── Estratto della fonte
Si dice che i giovani sono restii ad impegnarsi, sono veramente così tiepidi?
I giovani di oggi mi appaiono generosi così come i loro genitori, ma provano una maggiore difficoltà ad impegnarsi in una istituzione.
Non si vogliono mobilitare per la causa degli stranieri immigrati, ma se c’è nella loro classe una ragazza che rischia di essere espulsa, si mobilitano subito al fianco della loro compagna. Ugualmente ci sono degli scouts pronti a dedicare tempo, energie e danaro per andare a costruire un pozzo in un villaggio africano, ma sono meno pronti a mobilitarsi per una campagna del CCFD (Comitato cattolico contro la fame e per lo sviluppo). È in ciò che si vede il cambiamento. Se non vedono i risultati delle loro decisioni, i giovani tendono a ripiegarsi su se stessi e ad agire in maniera individualista. Ma quando si confrontano direttamente con la sofferenza, li vedo capaci di mobilitarsi come i loro genitori.
Ciò che si è modificato è il rapporto con il tempo, centrato sull’immediatezza. lo lo vedo come una conseguenza di una perdita di fiducia, di una difficoltà a proiettarsi nel futuro. Quando i discorsi degli adulti si riassumono in: “Ieri era bello, oggi è difficile, domani sarà una catastrofe”, non mi stupisco certo che i giovani facciano fatica a concepire le cose a lungo termine. Il cambiamento è in rapporto al tempo vissuto nel registro del tutto e subito.
Quali sono le difficoltà ad impegnarsi?
I giovani fanno difficoltà a fare una scelta. Non una scelta tra un si e no, ma tra un si e mille no. Impegnandosi pensano di perdere un po’ della loro libertà. Se scelgono di impegnarsi in una certa associazione, vuol dire dover rinunciare ad altre opportunità che possono presentarsi. Dire di si ad una ragazza, vuol dire fare una croce sopra a tutte le altre.
────
── Dati forniti
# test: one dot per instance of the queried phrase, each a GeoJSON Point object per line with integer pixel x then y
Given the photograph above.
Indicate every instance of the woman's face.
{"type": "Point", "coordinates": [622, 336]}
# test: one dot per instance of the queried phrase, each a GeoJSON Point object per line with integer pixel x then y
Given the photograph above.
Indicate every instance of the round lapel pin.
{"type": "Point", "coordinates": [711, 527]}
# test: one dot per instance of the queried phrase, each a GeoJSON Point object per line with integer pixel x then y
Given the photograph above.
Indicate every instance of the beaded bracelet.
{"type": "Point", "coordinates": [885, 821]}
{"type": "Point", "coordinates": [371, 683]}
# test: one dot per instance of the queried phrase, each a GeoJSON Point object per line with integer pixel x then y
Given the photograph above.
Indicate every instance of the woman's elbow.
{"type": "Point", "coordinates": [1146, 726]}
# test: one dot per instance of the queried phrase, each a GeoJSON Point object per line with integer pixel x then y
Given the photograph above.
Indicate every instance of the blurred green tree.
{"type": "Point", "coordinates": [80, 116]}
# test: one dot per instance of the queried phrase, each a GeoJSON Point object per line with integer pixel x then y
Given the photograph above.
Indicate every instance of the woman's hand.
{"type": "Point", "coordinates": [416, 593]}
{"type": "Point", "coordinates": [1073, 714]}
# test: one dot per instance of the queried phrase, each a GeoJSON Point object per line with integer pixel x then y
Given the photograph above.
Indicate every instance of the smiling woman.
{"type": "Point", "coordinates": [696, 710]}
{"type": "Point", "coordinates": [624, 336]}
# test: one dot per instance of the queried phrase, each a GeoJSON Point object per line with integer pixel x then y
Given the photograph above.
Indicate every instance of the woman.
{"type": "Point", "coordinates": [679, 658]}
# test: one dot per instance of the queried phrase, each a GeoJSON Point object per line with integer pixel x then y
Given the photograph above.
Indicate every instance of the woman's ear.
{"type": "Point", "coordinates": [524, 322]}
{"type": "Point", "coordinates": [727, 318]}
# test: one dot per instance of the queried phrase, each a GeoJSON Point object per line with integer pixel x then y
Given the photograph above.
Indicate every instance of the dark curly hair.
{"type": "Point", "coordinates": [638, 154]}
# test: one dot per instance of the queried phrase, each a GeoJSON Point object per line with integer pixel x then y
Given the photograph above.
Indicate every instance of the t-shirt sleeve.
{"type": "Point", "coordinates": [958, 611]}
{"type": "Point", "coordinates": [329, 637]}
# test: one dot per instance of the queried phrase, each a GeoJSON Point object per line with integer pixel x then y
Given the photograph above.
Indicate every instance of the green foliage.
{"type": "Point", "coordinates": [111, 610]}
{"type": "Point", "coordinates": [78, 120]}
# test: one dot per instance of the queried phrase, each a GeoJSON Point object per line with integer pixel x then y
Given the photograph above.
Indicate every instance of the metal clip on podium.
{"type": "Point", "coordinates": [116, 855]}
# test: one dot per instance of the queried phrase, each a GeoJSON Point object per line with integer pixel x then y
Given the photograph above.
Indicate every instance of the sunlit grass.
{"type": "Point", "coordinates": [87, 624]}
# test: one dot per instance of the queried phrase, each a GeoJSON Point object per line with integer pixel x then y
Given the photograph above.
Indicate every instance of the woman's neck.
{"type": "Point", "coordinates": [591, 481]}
────
── Dati forniti
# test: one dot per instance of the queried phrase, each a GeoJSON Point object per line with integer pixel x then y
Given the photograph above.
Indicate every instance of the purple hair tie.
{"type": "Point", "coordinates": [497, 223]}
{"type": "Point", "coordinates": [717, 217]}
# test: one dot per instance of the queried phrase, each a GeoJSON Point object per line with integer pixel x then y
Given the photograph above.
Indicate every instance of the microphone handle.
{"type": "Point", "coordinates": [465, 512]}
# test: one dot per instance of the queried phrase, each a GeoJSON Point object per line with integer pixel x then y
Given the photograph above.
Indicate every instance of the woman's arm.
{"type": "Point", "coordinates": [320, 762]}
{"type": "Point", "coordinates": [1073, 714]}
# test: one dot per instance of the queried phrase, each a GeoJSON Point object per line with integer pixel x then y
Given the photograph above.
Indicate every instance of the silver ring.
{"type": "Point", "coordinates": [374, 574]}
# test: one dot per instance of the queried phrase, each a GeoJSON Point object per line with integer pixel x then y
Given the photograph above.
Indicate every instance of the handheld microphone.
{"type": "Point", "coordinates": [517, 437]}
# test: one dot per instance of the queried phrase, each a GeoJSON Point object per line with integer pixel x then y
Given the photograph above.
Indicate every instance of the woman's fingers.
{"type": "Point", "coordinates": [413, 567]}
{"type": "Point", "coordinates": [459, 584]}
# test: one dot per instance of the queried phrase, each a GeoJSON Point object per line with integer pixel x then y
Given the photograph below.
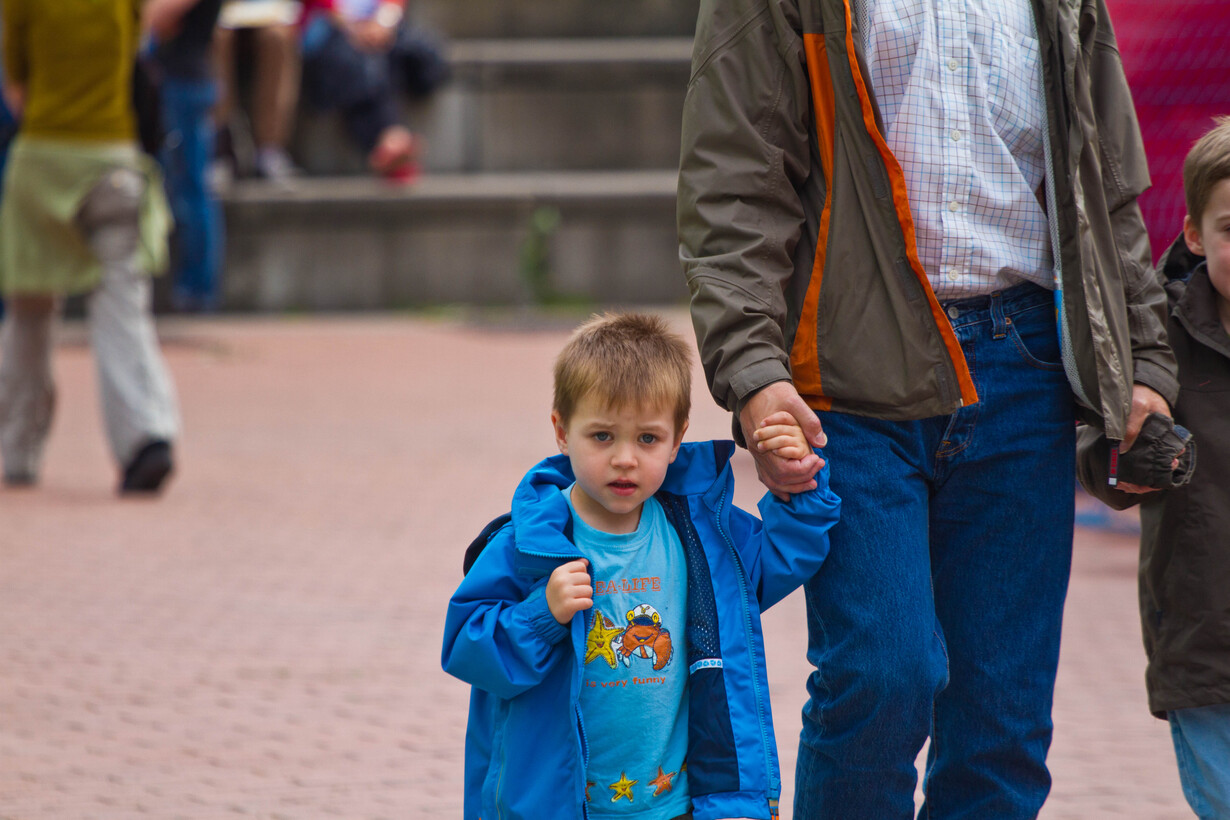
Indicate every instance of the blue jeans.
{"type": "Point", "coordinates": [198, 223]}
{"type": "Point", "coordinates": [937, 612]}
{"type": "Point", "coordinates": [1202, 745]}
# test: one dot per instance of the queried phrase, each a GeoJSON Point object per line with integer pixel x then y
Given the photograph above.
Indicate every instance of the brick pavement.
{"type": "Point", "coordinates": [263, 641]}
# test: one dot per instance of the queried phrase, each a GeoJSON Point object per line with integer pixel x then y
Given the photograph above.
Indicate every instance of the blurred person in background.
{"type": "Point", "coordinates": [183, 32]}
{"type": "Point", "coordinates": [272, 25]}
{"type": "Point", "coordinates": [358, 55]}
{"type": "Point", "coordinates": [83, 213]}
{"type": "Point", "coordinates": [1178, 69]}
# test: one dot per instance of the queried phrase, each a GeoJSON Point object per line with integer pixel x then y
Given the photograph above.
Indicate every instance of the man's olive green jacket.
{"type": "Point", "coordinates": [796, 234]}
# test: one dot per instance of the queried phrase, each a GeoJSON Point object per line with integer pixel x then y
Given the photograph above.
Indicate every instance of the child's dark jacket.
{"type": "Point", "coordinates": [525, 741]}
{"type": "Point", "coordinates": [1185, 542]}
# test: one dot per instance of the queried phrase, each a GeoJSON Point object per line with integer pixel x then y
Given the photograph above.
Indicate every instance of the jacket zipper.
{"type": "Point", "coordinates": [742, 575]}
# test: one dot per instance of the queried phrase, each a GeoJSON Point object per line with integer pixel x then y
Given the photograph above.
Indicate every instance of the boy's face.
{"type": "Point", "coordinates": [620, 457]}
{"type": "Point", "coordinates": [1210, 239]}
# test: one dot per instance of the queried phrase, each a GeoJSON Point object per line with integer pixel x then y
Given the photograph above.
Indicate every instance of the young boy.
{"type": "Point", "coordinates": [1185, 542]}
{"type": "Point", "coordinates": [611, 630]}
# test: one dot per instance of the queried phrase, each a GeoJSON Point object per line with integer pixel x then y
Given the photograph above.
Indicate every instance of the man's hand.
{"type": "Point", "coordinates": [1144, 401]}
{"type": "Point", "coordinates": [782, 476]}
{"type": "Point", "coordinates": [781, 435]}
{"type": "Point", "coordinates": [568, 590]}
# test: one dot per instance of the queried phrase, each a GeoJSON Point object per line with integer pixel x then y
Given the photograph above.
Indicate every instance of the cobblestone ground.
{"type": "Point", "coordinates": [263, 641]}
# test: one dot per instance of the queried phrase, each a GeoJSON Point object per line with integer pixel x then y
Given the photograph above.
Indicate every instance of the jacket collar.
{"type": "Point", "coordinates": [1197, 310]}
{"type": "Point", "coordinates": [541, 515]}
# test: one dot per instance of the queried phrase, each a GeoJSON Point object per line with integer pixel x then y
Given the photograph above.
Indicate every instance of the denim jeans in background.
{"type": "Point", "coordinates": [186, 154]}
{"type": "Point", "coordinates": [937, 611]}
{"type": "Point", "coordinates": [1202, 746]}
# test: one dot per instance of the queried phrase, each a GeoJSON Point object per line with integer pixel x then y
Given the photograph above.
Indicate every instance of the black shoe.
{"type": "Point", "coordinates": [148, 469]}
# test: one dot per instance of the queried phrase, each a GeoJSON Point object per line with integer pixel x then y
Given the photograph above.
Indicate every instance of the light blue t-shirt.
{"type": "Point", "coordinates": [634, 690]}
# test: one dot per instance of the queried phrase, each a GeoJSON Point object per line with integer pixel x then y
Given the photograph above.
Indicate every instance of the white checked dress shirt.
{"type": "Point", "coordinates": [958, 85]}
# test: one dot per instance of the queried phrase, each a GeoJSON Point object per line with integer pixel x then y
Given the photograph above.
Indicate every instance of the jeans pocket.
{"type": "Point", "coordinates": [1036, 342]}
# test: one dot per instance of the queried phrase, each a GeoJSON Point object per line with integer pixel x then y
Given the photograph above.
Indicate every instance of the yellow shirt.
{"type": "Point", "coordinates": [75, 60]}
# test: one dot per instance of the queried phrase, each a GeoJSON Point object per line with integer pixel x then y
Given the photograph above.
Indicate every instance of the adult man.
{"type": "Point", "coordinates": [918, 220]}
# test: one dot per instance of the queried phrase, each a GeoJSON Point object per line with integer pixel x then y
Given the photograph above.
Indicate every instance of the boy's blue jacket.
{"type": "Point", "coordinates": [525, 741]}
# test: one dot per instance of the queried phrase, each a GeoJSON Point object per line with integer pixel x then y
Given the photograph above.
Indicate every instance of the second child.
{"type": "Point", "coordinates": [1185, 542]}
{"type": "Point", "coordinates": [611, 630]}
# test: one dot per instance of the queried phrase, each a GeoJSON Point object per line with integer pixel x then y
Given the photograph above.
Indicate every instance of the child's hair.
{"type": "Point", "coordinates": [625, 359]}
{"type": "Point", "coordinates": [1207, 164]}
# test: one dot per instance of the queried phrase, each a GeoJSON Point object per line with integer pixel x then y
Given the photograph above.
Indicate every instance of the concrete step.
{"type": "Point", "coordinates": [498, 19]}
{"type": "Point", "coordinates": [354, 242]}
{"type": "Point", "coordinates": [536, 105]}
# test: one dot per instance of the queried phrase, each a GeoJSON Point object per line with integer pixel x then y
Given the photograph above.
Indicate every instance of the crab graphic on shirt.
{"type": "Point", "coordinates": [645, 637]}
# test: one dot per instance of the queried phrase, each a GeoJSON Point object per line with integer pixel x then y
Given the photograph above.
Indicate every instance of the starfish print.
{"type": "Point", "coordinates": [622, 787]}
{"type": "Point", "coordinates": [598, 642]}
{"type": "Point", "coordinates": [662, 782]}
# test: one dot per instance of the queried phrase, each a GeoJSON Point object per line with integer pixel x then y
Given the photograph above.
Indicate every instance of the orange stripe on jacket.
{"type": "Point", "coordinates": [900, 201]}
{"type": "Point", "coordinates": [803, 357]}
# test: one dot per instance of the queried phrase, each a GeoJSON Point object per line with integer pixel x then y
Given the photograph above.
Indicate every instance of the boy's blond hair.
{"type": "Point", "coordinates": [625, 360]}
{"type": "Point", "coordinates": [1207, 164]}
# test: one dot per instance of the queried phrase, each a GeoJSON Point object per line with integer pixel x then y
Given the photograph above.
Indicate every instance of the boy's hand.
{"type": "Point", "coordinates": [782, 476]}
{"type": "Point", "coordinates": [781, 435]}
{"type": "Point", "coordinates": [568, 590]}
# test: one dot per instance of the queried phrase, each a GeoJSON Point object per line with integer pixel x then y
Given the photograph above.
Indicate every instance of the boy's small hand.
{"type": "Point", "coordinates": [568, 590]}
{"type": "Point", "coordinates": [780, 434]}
────
── Dati forniti
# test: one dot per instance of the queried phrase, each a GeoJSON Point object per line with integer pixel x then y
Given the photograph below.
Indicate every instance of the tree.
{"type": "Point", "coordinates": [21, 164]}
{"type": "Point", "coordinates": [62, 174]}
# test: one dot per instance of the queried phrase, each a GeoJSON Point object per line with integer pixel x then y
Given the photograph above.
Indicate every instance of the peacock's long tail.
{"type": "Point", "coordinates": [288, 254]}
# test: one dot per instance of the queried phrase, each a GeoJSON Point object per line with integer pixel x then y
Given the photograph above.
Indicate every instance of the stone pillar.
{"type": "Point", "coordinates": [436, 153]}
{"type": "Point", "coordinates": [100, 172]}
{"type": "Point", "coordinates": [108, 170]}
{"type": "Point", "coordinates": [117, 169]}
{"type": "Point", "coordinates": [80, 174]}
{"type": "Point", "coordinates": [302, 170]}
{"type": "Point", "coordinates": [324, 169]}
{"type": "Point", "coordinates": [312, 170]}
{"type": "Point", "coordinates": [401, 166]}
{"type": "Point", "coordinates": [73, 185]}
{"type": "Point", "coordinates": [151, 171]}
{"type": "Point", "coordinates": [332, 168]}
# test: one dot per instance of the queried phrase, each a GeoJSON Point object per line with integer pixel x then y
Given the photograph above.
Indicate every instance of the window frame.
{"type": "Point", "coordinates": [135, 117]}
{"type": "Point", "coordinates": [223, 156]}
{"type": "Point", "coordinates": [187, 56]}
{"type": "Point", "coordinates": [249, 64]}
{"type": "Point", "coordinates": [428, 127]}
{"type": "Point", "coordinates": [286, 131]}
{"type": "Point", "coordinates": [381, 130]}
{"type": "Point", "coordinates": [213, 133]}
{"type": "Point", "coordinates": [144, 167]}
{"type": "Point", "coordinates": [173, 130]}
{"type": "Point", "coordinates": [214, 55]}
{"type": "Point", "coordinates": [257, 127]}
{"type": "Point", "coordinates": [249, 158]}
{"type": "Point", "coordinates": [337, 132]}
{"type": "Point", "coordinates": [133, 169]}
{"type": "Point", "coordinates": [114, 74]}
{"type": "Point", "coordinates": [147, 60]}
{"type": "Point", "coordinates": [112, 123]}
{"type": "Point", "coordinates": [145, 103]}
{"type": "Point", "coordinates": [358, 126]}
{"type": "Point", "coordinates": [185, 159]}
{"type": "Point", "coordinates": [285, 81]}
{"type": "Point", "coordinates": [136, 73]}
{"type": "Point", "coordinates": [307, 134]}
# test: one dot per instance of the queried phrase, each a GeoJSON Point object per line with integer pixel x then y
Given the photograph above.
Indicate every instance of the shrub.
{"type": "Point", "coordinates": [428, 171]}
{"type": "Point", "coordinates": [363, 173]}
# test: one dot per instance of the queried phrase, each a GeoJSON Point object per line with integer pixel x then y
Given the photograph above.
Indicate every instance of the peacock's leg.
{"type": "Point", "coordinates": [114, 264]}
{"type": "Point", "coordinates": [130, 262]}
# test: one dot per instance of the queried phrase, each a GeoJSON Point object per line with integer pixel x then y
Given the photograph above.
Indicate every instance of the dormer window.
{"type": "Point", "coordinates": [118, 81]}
────
• _Obiettivo_
Riprendi il testo sull'impegno dei giovani subito dopo la sua ultima frase e portalo avanti.

• _Risposta_
Provo questa difficoltà, nel mio lavoro di educatore, quando intendo lanciare un progetto per l’estate: non funziona mai subito. Bisogna sviluppare una pedagogia del progetto in cui il tempo dedicato a tale progetto va aumentando gradatamente. Per esempio, cominciare con un primo week-end. E una volta realizzato questo, ci si potrà eventualmente impegnare per un breve periodo di vacanza. E quando avranno acquistato fiducia constatando dei buoni risultati, sarà possibile riflettere su un progetto per l’ estate. Bisogna aiutarli a prendere coscienza della gioia di aver mantenuto il loro impegno. Tutto ciò deve avvenire progressivamente.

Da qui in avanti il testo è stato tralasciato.